## Passage
::::::::::

Jewish tradition centers around cycles of return. Teshuvah, which could be translated as turning, returning, or redemption, is portrayed through stories of exile and wandering, reflected in the seasonal rhythms of the Jewish calendar based on agriculture and the moon. The Torah, the textual base of this tradition, is read sequentially according to this calendar. The scroll is immediately turned back to the beginning when it terminates each autumn. In his 12th century Mishneh Torah, the Talmudic sage Maimonides wrote that the baal teshuvah — that is, the "master of return" who is estranged from the path of God and the laws of Torah, but consciously or unconsciously undergoes an introspective journey to find their way back — stands higher before God than someone who adhered to the commandments their whole life.7 We are expelled from the Garden in order to return to it. We enter the narrow place (Mitzrayim, conventionally translated as "Egypt") in order to escape. Moses ascends Mount Sinai in order to come back down. These are but a few examples provided by the Torah. Those with a mind for etymology have likely noticed the similarities between turn/return and revolve, all of which invoke the rotational movement of the Earth on its axis and around the Sun. Thus, teshuvah could also be translated as revolution.

Moses, a central prophet of the Torah, is forbidden from reaching the Promised Land, historic Palestine then known as Canaan. The explanation of his denial at these gates of heaven incarnate has been debated by Rabbis for millennia, but what is clear is that the story ends here: Moses dies and is buried in an unmarked grave in historic Transjordan, east of the Jordan River valley. While later writings would document his followers settling in the Southern Levant circa 1200 BCE, the central Jewish text closes before this point. Instead of looking ahead, our tradition commands us to scroll back to the beginning, forming a direct line from Moses — denied entry to the land of milk and honey — to Adam, who is thrust into a Paradise from which he will soon be expelled.

::::::::::

(Records excerpted from a collection)
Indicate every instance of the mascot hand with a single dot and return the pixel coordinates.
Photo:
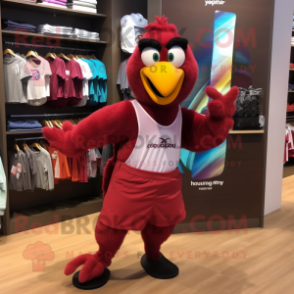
(222, 106)
(55, 137)
(92, 268)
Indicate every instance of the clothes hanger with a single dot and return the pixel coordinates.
(9, 51)
(71, 56)
(61, 55)
(31, 53)
(36, 145)
(50, 122)
(49, 54)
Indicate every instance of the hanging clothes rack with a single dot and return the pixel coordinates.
(29, 139)
(48, 115)
(45, 46)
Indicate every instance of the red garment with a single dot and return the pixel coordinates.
(57, 78)
(137, 197)
(82, 167)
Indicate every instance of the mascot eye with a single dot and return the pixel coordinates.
(176, 56)
(150, 56)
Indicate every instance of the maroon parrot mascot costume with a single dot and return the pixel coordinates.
(141, 183)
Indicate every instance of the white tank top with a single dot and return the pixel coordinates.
(157, 147)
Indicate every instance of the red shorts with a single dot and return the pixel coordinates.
(136, 197)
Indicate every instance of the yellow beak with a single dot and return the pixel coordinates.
(162, 81)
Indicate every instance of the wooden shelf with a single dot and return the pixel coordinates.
(13, 33)
(38, 7)
(23, 133)
(246, 132)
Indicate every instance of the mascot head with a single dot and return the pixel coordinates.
(162, 70)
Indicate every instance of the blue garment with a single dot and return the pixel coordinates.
(102, 84)
(94, 76)
(23, 124)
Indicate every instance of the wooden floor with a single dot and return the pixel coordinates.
(259, 262)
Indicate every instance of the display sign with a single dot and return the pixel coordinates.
(223, 188)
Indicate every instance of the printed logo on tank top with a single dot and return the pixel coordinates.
(162, 144)
(35, 75)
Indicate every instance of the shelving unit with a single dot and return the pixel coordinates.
(39, 7)
(21, 34)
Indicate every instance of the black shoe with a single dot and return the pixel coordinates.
(159, 269)
(94, 283)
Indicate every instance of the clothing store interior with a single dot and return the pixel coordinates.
(147, 146)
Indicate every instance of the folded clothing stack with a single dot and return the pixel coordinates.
(56, 3)
(247, 109)
(83, 34)
(23, 125)
(47, 29)
(18, 26)
(82, 5)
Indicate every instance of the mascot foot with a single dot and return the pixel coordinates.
(94, 283)
(159, 269)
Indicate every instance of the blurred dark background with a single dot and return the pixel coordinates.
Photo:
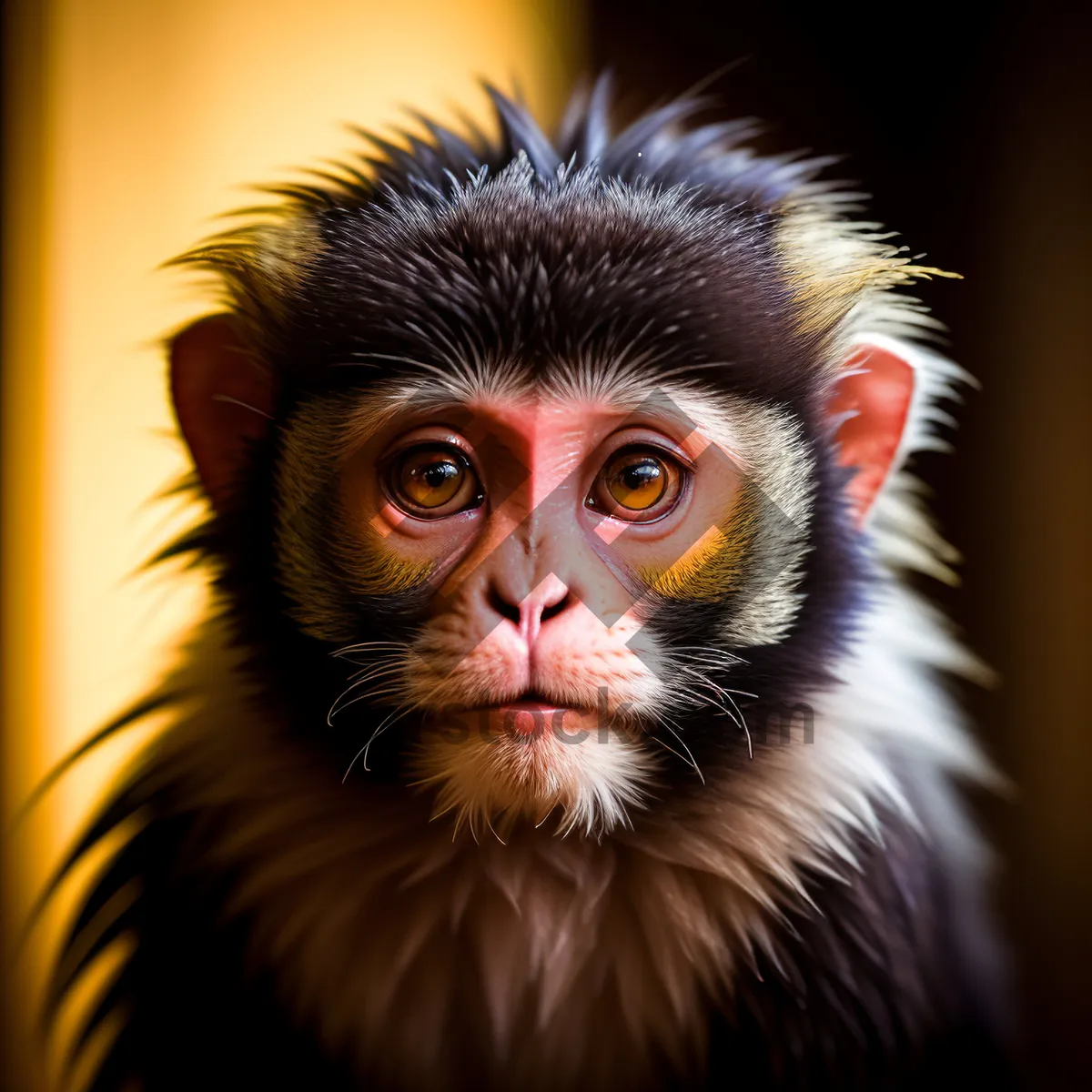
(971, 126)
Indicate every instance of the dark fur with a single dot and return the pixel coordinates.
(869, 995)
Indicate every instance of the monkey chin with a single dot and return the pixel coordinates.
(527, 762)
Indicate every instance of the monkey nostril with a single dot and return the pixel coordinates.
(556, 609)
(506, 610)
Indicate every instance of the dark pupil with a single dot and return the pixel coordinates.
(639, 475)
(437, 475)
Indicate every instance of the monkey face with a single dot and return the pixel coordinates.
(536, 520)
(552, 465)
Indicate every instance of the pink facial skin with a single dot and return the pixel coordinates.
(531, 617)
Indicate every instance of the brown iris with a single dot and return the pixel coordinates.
(432, 481)
(637, 484)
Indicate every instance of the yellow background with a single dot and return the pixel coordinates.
(131, 125)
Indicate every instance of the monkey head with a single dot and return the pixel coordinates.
(541, 472)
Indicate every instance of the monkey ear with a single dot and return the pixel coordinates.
(223, 397)
(872, 399)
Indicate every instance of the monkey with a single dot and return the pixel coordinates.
(568, 713)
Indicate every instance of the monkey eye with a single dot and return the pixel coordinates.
(638, 484)
(432, 480)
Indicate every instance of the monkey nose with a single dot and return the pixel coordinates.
(547, 600)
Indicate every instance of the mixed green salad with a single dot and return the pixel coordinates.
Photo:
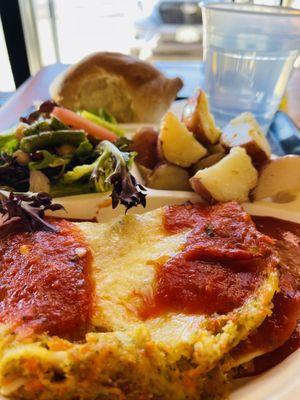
(63, 153)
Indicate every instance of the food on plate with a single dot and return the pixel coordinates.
(144, 143)
(244, 131)
(177, 143)
(215, 148)
(200, 121)
(208, 161)
(130, 89)
(145, 306)
(62, 153)
(231, 178)
(76, 121)
(281, 175)
(168, 177)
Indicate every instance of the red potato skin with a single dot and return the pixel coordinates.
(201, 190)
(145, 144)
(258, 156)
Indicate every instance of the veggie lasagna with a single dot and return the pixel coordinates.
(174, 303)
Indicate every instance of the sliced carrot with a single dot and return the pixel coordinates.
(69, 117)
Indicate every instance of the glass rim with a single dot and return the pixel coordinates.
(253, 9)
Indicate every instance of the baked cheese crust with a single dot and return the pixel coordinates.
(172, 355)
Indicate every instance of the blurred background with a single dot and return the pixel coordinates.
(38, 33)
(66, 30)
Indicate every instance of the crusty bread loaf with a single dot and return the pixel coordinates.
(130, 89)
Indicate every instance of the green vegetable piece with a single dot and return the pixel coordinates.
(102, 113)
(84, 149)
(49, 160)
(60, 189)
(8, 143)
(78, 173)
(57, 125)
(36, 128)
(102, 122)
(44, 140)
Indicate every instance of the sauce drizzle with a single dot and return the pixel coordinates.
(44, 282)
(222, 262)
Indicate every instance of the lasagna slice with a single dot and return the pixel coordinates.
(145, 306)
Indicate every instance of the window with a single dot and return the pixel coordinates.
(6, 78)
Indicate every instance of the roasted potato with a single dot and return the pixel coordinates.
(216, 148)
(231, 179)
(201, 122)
(145, 144)
(208, 161)
(177, 145)
(169, 177)
(278, 176)
(244, 131)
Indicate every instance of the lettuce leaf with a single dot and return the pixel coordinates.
(8, 143)
(48, 160)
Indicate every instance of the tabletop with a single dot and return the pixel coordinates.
(36, 89)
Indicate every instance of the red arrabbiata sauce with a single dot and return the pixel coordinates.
(280, 331)
(222, 262)
(44, 281)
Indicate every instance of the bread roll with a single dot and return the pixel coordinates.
(130, 89)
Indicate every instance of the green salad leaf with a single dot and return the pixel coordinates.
(112, 126)
(48, 160)
(8, 143)
(84, 149)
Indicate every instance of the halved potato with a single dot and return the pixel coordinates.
(145, 144)
(169, 177)
(208, 161)
(216, 148)
(177, 144)
(231, 179)
(144, 171)
(201, 122)
(244, 131)
(278, 176)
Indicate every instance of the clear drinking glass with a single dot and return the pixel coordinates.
(249, 53)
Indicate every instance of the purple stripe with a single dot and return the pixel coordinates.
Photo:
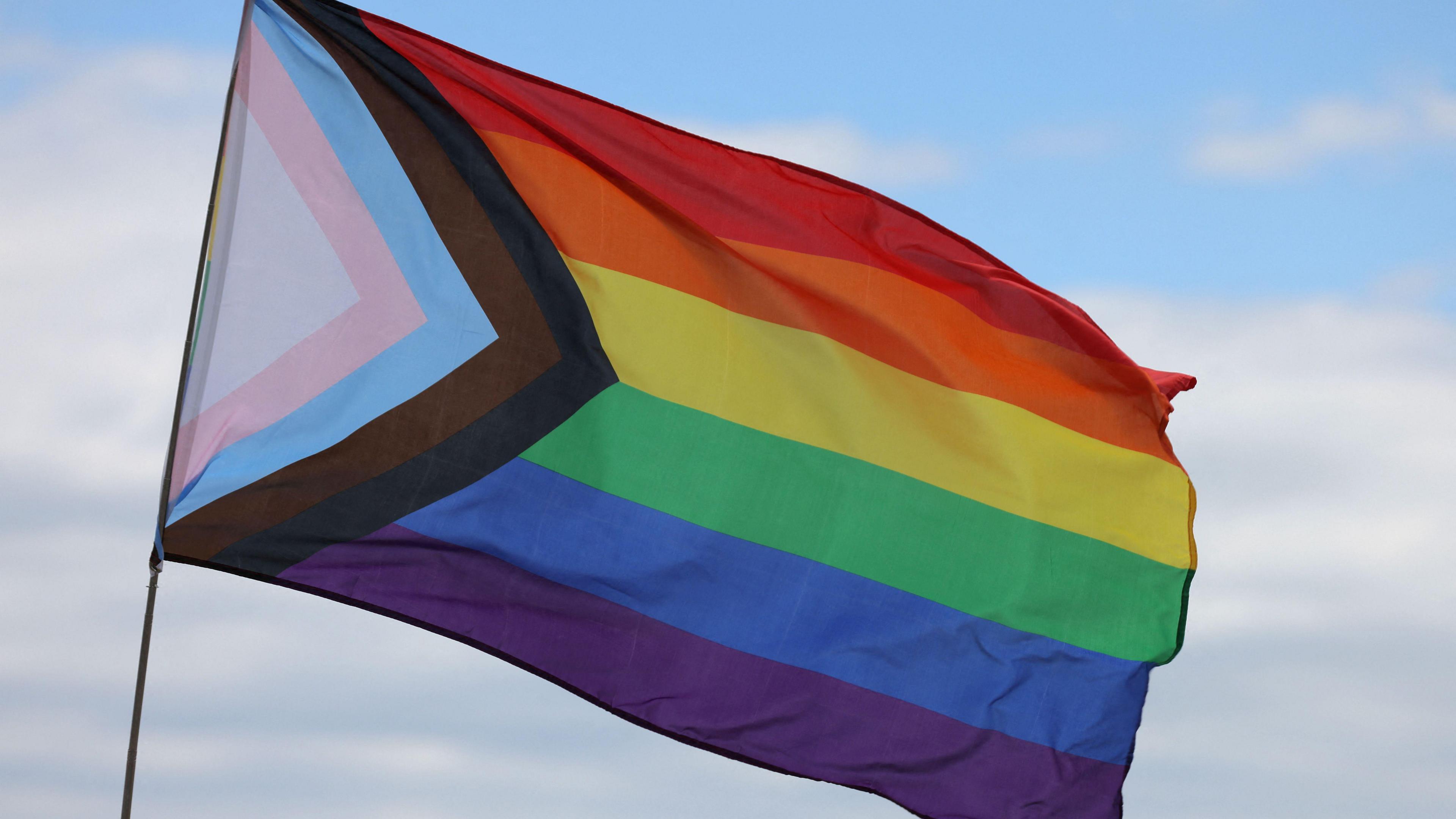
(797, 720)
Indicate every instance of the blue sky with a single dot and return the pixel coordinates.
(1254, 193)
(1075, 127)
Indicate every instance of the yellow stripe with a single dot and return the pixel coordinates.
(809, 388)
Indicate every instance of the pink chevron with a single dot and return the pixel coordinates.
(385, 312)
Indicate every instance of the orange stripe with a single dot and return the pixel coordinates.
(877, 312)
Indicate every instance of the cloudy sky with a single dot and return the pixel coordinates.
(1260, 195)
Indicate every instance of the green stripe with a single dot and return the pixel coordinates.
(870, 521)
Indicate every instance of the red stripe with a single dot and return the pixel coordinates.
(743, 196)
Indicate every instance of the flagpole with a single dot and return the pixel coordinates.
(156, 557)
(142, 684)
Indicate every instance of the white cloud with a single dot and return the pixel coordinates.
(844, 151)
(1324, 130)
(1315, 679)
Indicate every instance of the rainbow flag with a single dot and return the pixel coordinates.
(743, 452)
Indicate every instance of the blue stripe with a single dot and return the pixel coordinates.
(797, 611)
(455, 330)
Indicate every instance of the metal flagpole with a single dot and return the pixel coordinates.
(156, 559)
(142, 682)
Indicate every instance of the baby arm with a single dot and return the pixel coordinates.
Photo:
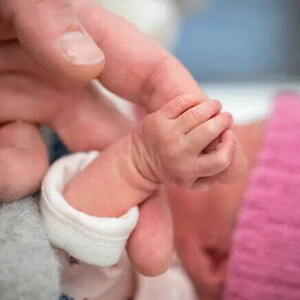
(166, 148)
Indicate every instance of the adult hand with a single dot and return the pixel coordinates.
(49, 51)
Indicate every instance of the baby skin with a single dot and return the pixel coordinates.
(167, 147)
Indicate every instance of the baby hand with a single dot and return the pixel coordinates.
(170, 143)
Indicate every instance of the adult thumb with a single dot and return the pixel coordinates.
(53, 36)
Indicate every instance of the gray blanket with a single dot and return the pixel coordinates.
(29, 269)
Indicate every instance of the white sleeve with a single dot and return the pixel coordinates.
(93, 240)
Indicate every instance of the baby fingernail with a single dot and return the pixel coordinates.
(80, 49)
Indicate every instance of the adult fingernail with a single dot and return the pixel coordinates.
(80, 49)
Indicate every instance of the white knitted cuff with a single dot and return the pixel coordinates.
(93, 240)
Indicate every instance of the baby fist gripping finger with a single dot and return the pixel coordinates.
(173, 139)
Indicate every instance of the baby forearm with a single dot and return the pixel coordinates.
(115, 177)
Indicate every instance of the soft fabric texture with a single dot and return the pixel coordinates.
(29, 268)
(93, 240)
(265, 259)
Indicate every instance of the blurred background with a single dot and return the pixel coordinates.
(239, 51)
(223, 40)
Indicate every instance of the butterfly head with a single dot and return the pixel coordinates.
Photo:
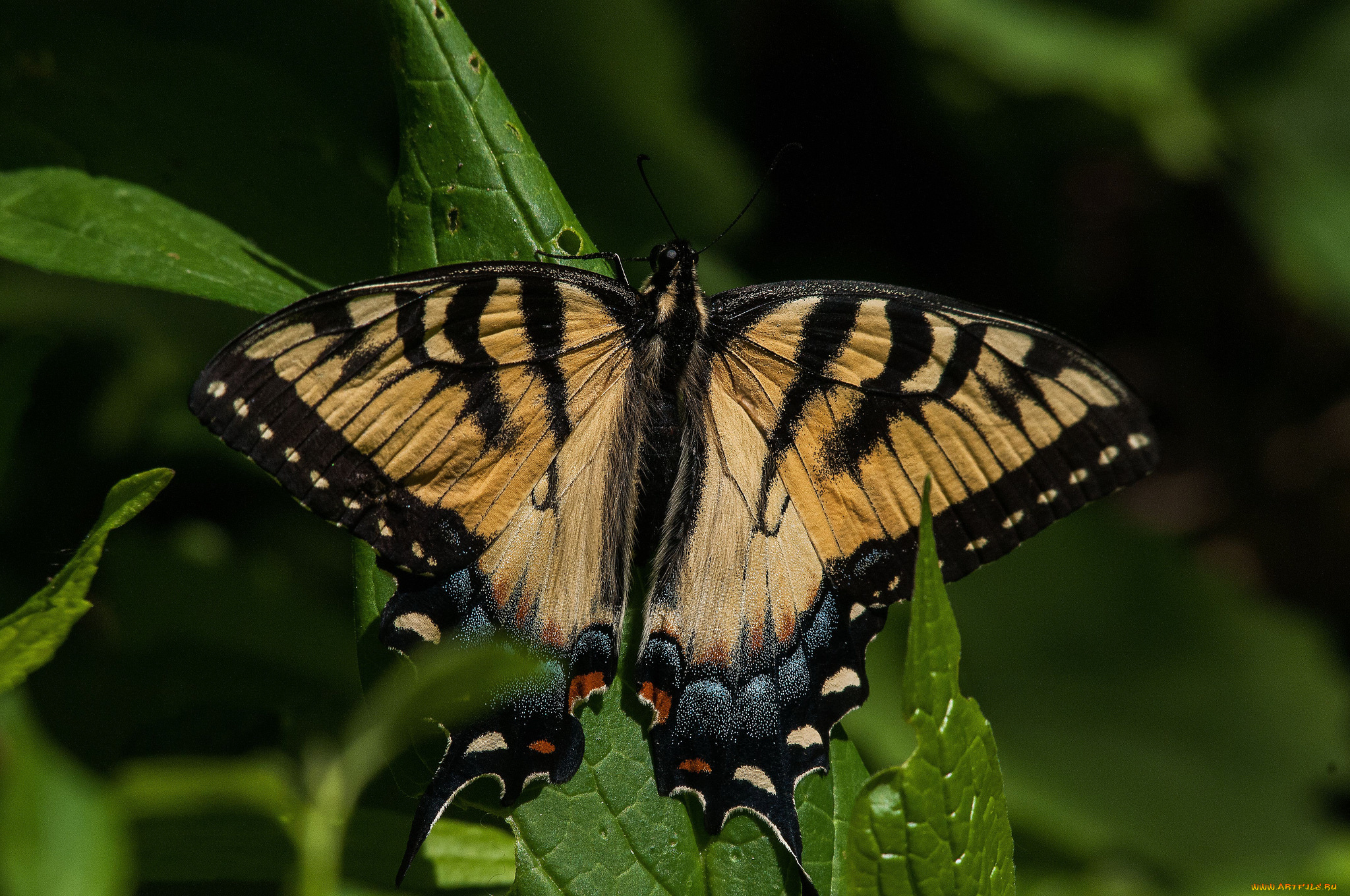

::::::::::

Rewrite the paragraph of the passage above that begins "Moses, a central prophet of the Torah" as a shorter list that keeps its main facts.

## Response for this exercise
- Moses, a central prophet of the Torah, is forbidden from reaching the Promised Land, historic Palestine then known as Canaan.
- Rabbis have debated the reason for this denial for millennia.
- The story ends with Moses dying and being buried in an unmarked grave in historic Transjordan, east of the Jordan River valley.
- Later writings record his followers settling in the Southern Levant around 1200 BCE, but the central Jewish text closes before that point.
- Instead of looking ahead, the tradition commands scrolling back to the beginning, linking Moses, denied entry to the land of milk and honey, to Adam, who is placed in a Paradise from which he will soon be expelled.